_The task_
Reproduce every record below with "Pins" renamed to "Points" and all other text left unchanged.

_Records for the exercise_

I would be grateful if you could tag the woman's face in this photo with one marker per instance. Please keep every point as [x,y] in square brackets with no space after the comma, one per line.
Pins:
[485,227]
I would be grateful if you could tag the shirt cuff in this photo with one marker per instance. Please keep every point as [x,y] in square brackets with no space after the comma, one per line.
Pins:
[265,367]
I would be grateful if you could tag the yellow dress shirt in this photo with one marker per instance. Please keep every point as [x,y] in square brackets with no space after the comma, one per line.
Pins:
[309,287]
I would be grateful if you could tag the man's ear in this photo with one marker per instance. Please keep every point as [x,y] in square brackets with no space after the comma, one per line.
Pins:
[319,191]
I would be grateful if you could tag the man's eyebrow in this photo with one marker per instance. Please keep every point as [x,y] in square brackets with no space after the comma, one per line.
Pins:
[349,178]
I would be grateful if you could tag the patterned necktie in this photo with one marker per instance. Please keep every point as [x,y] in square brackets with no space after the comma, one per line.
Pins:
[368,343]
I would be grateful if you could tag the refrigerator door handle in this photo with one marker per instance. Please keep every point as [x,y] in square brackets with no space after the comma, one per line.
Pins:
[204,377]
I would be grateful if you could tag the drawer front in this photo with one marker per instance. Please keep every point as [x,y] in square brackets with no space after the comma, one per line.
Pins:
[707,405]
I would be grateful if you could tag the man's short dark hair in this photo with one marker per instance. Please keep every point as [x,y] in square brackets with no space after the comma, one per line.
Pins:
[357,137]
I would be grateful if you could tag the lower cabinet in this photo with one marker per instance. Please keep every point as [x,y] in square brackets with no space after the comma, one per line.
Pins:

_Solution_
I would be grateful if you could tag the woman's face in this photo with one marker per instance. Please keep every point as [x,y] in square brackets with no space after the comma, one per line.
Points:
[485,227]
I would be grateful if you could tag the shirt cuff in this photo with one marker per instance. Please keep every point as [x,y] in square brackets with no space after the comma, one per line.
Points:
[265,367]
I would be grateful if you could tag the yellow dress shirt in this photo with one marker per instance. Please keep every point as [x,y] in square brackets with no space after the comma, one per line.
Points:
[309,287]
I would be grateful if you could tag the man's ear in this photo with one marker per instance. Please keep every point as [x,y] in square brackets with no space after the comma, one per line.
Points:
[319,191]
I would be grateful if you could tag the man's eyebrow in this photo with one marker per instance. Please keep every point as [x,y] in square brackets with no space after the comma, one per line.
Points:
[349,178]
I would be grateful if you could tag the patterned necktie in this photo with one marker per instance. Please keep every point as [x,y] in square brackets with no space after the comma, one per line.
Points:
[368,343]
I would be grateful if you could tag the refrigerator door handle in this photo with one marker per instance. Please keep every point as [x,y] in square brackets with no space after the comma, one per line.
Points:
[204,377]
I would be grateful if you could tag the drawer front in this photo with one marker per instance. Please keep every point as [x,y] in square brackets with no space after the comma, one per line.
Points:
[707,405]
I would be grateful if you could tag the man's short dark hair in this photo with one marker per instance. Please keep every point as [x,y] in square brackets with no space after the comma, one per line.
Points:
[357,137]
I would be grateful if you could tag the lower cabinet in this photo with one marker per instance. Please keep every point as [x,y] in square brackets with no space after the comma, one per line.
Points:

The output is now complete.